TEXT ▸
In an interesting interview with Philosophy Bytes, Schwitzgebel said more research is needed into the reasons for the disparity between what ethics professors teach and how they behave, but at one point he suggested it might be a good thing. He noted that there’s a kind of conflict of interest that might lead to biased conclusions if ethicists knew they had to adhere to the conclusions they reach. In an unconstrained world, for example, an ethicist might conclude that everyone with a decent income ought to give 10% of it to charity. But if he knows he’ll have to adhere to that conclusion, he might unconsciously shy away from reaching it.
In his blog Schwitzgebel quotes the column Randy Cohen wrote at the conclusion of twelve years as the Ethicist for The New York Times, Cohen said doing the column had no effect on his behavior and suggested that was not a problem. He wrote:
“Writing the column has not made me even slightly more virtuous. And I didn’t have to be…. I wasn’t hired to personify virtue, to be a role model for kids, but to write about virtue in a way readers might find engaging. Consider sports writers: not 2 in 20 can hit the curveball, and why should they? They’re meant to report on athletes, not be athletes. And that’s the self-serving rationalization I’d have clung to had the cops hauled me off in handcuffs.”
That is, indeed, a self-serving rationalization and a pretty weak analogy. Most sports writers would love to hit a curveball; they just don’t have the talent. That’s not true of ethicists who have far more control over their behavior.
I have felt a greater need to act ethically since starting this website. More important, I feel a greater desire to do so. Ethics can’t be separated from context, and some ethical requirements are more important than others (there’s my rationalization), and I know I’ll never hit the high standard I espouse. But I owe it to myself, my readers, and the rest of society to try as hard as I can and to hold myself to account when I fail.
I don’t think ethics professors teach people how to behave. Rather, they present how different philosophers have addressed the topic through history. It’s an academic issue to the professor, to expose students to a variety of viewpoints, rather than to promote a specific moral code.

RAW DATA ▸

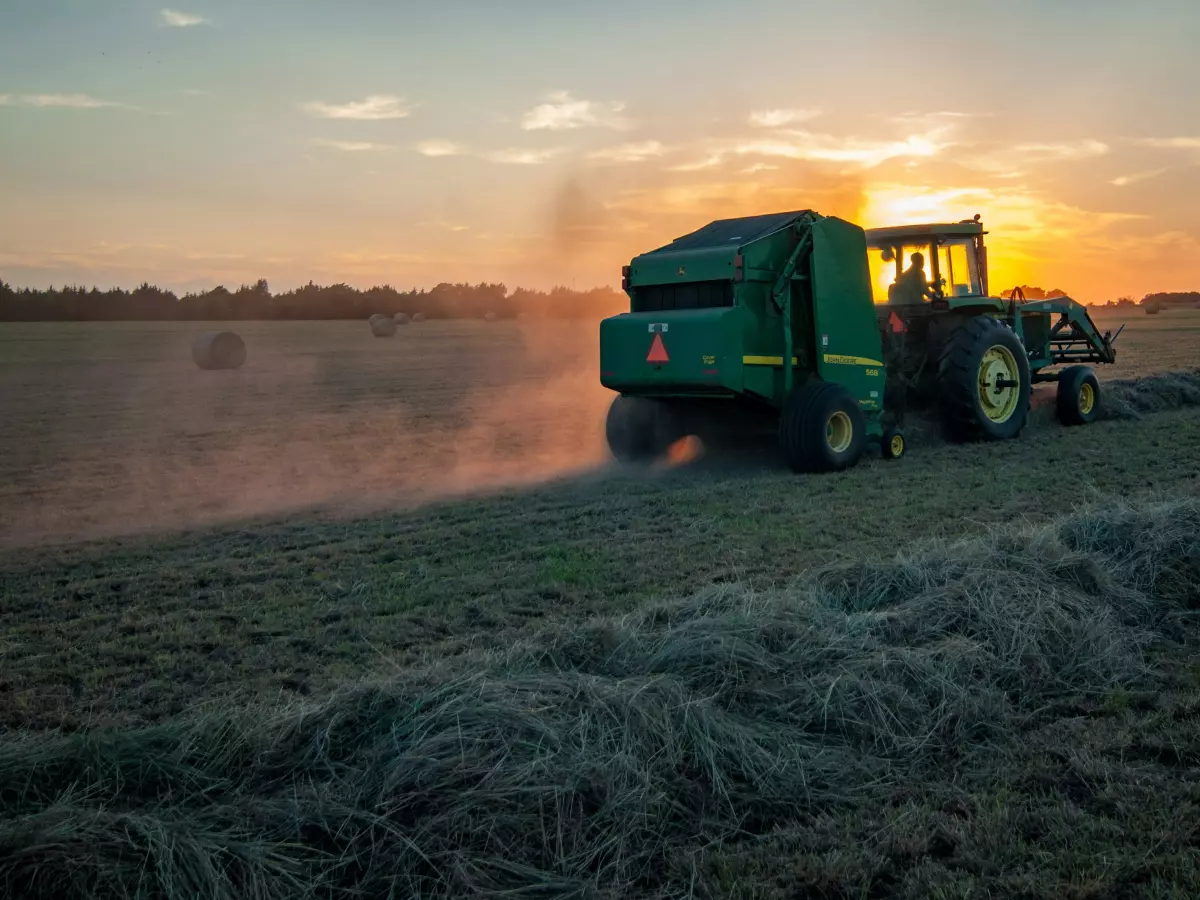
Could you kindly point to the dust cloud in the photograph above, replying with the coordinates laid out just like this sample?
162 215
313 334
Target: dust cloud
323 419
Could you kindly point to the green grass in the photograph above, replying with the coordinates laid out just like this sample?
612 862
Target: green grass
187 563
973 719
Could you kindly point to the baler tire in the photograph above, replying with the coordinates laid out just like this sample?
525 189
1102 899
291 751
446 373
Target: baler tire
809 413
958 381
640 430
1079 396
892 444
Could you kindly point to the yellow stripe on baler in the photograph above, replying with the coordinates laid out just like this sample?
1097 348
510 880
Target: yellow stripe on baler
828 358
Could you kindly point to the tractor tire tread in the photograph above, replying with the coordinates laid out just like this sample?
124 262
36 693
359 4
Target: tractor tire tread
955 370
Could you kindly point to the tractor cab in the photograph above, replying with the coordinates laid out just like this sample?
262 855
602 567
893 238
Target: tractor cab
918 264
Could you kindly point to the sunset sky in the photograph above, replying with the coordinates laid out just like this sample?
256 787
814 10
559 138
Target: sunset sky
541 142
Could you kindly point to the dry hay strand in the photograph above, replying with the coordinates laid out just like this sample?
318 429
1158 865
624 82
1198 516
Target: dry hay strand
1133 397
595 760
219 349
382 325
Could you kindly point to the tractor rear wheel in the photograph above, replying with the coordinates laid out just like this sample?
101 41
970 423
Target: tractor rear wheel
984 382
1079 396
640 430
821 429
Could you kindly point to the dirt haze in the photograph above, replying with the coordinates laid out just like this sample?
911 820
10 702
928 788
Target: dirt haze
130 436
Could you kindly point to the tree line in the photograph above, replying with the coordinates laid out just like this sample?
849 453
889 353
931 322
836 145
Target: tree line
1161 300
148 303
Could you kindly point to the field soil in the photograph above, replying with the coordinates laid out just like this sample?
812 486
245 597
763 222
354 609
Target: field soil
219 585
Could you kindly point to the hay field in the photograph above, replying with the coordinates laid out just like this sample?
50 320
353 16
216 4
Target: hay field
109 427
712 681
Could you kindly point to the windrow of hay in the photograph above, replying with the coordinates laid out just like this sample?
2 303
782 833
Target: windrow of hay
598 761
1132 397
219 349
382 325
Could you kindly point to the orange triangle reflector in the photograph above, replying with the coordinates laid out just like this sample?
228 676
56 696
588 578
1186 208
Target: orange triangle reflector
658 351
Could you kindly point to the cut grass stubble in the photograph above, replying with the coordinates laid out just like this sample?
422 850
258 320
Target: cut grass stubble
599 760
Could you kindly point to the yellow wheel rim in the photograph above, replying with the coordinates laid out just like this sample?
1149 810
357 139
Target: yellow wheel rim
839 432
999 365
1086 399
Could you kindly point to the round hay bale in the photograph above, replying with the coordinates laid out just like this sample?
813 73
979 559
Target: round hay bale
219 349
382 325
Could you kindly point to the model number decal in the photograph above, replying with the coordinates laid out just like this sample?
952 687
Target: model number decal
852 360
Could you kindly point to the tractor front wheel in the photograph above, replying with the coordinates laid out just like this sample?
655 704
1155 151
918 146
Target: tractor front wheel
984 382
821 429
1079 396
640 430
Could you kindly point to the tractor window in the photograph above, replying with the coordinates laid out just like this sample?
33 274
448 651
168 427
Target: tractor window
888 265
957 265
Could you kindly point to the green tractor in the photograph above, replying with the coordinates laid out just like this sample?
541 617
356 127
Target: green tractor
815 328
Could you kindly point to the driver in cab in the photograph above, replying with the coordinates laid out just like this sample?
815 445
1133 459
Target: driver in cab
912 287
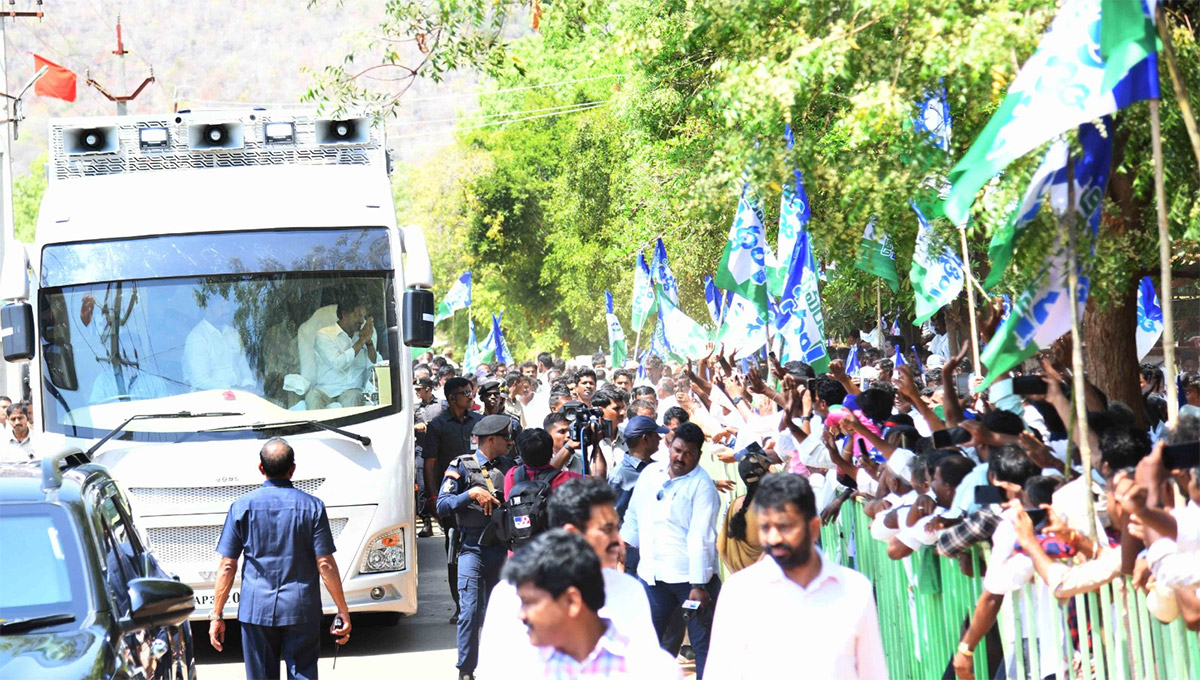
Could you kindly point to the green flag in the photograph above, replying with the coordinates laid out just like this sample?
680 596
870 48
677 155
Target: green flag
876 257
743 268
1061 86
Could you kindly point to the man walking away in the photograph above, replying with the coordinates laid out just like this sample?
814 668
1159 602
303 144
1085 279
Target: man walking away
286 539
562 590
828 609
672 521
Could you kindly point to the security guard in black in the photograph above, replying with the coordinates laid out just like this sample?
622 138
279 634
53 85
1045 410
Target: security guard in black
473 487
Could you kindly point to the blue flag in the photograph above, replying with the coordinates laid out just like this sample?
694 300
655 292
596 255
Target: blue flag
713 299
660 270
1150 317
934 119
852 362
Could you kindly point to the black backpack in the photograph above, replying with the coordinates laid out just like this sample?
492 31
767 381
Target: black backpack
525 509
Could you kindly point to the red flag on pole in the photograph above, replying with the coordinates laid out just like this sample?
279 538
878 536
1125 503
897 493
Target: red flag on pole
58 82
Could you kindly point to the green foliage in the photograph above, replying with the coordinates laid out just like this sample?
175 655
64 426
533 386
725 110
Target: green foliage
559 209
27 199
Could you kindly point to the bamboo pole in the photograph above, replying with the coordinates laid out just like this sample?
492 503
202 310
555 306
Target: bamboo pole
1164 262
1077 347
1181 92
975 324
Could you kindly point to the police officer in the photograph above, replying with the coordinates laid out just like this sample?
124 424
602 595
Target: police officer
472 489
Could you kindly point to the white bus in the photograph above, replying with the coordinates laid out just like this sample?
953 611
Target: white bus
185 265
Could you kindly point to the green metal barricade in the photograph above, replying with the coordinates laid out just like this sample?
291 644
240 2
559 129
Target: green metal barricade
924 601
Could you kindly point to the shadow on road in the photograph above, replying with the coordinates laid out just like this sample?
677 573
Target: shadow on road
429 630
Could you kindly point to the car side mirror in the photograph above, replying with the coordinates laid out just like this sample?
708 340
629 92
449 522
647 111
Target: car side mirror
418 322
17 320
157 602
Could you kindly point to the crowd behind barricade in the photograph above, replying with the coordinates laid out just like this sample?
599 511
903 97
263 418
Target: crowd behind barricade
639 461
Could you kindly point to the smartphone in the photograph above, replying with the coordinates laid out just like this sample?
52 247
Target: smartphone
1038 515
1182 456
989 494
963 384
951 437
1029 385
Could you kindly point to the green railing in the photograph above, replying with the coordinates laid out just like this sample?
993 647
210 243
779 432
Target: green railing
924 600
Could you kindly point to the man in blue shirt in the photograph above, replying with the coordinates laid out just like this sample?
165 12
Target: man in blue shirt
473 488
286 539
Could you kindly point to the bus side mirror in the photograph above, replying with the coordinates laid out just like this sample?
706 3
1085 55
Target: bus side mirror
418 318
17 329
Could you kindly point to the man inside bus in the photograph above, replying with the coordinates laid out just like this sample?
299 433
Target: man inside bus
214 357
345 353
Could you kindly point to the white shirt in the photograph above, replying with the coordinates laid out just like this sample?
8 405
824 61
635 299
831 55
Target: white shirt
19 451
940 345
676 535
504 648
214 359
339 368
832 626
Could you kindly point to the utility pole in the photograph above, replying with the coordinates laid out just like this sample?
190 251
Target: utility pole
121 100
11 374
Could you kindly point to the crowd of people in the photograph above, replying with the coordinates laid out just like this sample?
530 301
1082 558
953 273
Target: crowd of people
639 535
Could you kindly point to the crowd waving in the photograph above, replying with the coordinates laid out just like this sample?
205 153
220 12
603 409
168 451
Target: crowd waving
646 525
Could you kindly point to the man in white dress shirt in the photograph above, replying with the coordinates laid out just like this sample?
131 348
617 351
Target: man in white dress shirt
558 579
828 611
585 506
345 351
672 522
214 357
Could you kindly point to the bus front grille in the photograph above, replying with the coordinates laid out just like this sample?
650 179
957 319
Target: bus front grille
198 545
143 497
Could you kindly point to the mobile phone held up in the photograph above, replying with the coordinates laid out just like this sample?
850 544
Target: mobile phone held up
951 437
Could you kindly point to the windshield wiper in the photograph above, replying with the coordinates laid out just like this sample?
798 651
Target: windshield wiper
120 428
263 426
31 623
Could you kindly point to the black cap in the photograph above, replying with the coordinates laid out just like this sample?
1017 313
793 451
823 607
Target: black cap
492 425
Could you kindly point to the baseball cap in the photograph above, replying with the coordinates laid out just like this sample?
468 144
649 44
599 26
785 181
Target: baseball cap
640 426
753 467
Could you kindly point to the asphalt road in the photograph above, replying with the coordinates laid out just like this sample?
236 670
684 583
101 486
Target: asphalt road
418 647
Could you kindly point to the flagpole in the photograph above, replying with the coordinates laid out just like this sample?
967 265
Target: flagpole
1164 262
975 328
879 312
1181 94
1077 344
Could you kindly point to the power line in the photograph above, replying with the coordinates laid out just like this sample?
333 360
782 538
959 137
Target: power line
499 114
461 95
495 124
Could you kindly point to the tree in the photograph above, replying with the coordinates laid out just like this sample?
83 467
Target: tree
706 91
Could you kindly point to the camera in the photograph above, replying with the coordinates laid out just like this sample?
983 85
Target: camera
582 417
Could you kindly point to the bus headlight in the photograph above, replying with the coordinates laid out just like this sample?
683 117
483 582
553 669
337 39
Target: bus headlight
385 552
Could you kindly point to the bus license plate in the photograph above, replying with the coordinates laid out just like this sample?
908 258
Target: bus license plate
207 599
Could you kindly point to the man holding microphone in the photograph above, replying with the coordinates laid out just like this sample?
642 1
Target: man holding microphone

TASK SET ▸
**a.** The piece on whether ethicists live by their own teachings names the parties to whom its writer owes the effort to act ethically. List every one of them.
**b.** Write the next part of the piece on whether ethicists live by their own teachings, starting after its final sentence.

ANSWERS TO THE EXERCISE ▸
**a.** The writer, the writer's readers, and the rest of society.

**b.**
This is very different from the role of the priest, who has a specific moral viewpoint that everyone expects him to exemplify as well as promote.
Marvin, the ethics courses I’ve taken (and those in journalism ethics that I taught) certainly included heavy doses of what philosophers have said and written over the ages, but the theories were accompanied by a look at practical problems and attempts to apply the theories to specific cases. At least some of those cases lead to pretty definite opinions. Plus college professors who teach ethics invariably publish and espouse opinions of their own.
You personally may be more aware of your behavior since writing on ethics, but I’m betting that your actual behavior has not changed significantly, i.e. that you have been consistently ethical throughout your adult life. An ethical action is not predicated on self awareness. How many library books did you steal before writing the column??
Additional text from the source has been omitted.